**WHAT YOU ARE ASKED TO DO:**
Each record must be retyped in full. No character may differ.

**PROVIDED ENTRIES:**

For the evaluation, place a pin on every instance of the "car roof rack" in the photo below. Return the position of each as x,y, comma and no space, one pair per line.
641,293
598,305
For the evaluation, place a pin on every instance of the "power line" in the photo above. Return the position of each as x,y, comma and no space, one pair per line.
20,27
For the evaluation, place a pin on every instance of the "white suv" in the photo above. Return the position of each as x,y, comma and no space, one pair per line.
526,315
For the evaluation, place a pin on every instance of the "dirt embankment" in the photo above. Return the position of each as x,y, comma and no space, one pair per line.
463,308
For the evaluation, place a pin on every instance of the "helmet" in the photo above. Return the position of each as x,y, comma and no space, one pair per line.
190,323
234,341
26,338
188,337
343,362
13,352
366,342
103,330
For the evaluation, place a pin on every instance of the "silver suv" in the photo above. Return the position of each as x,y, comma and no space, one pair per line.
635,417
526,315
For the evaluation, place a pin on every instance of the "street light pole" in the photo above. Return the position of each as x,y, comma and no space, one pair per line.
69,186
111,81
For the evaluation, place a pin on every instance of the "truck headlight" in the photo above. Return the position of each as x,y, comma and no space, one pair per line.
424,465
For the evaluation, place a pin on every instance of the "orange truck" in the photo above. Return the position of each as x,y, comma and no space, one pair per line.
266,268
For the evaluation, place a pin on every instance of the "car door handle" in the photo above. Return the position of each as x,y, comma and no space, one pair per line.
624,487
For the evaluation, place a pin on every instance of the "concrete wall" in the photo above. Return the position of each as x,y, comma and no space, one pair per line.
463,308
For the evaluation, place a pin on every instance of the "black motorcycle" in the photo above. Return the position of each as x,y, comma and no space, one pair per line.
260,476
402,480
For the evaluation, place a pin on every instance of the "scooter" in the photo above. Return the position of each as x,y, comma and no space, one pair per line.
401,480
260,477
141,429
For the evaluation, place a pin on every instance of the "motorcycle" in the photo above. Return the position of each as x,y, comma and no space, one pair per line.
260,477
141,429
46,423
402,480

**WRITTEN SOLUTION:**
For the evaluation, place a pin on every instance of the "car roof rack" in the photo below. Return the position of each as x,y, comma and no space, one pair per line.
641,293
598,305
For the evaluation, place a pin on every instance of the "power line" in the photo above. Return the position of each as x,y, comma and no space, one pair per line.
20,27
For the evaluation, place a pin on every instance of the "white suv" in the photo above. Return the position of each as x,y, comma and no space, one pair per line.
526,315
For the evaluation, place a pin on every instance of the "dirt embankment" in the photo above. Return the position of each as x,y, comma and no space, one pair per line.
463,308
For the evaluation, place a pin on every instance of the "helmet" in the photo above. Return the position of each as x,y, comma and no space, one pair per line.
190,323
234,341
26,338
188,337
343,362
13,352
366,342
103,330
For the evaluation, place a pin on every instance of the "silver suv" in the photo above. Return the position of each as x,y, comma and no space, one pair per line.
635,417
526,315
For the evaluation, place a pin on every instance of the "street light pole" in the photo above. Return the position of each as x,y, comma and no space, one pair per line.
69,186
111,81
For the evaluation, place a pin on every instance of the "truck headlight" in the photo above. Return the position of each as x,y, comma and no space, one pair per line.
424,465
For the evaluation, place a pin on every instance of the "orange truck" in the photo above. Return the position of each as x,y, comma and no space, one pair per line.
266,268
For the evaluation, place a pin on every instance of the "car door handle" in the photo above. Return the position of each as x,y, comma and no space, one pair per line.
624,487
For the evaluation, place a pin on every instance of the "concrete wall" in the photo above. Return the position of each as x,y, comma and no space, one pair per line.
463,308
For the evaluation, place a pin on every instance of the "black motorcycle" in the photo above. Return the position of each as x,y, comma and no space, one pair per line.
260,476
402,480
For the evaluation, place a pin on every instance of the "scooter" in the photo above. Return the position of each as x,y, comma and no space, one pair per line.
401,480
260,477
141,429
For the evaluation, place a pin on every instance of the "motorcycle" in the photo above. Return the position of each as x,y, comma and no space, one pair per line.
260,477
141,429
46,423
402,480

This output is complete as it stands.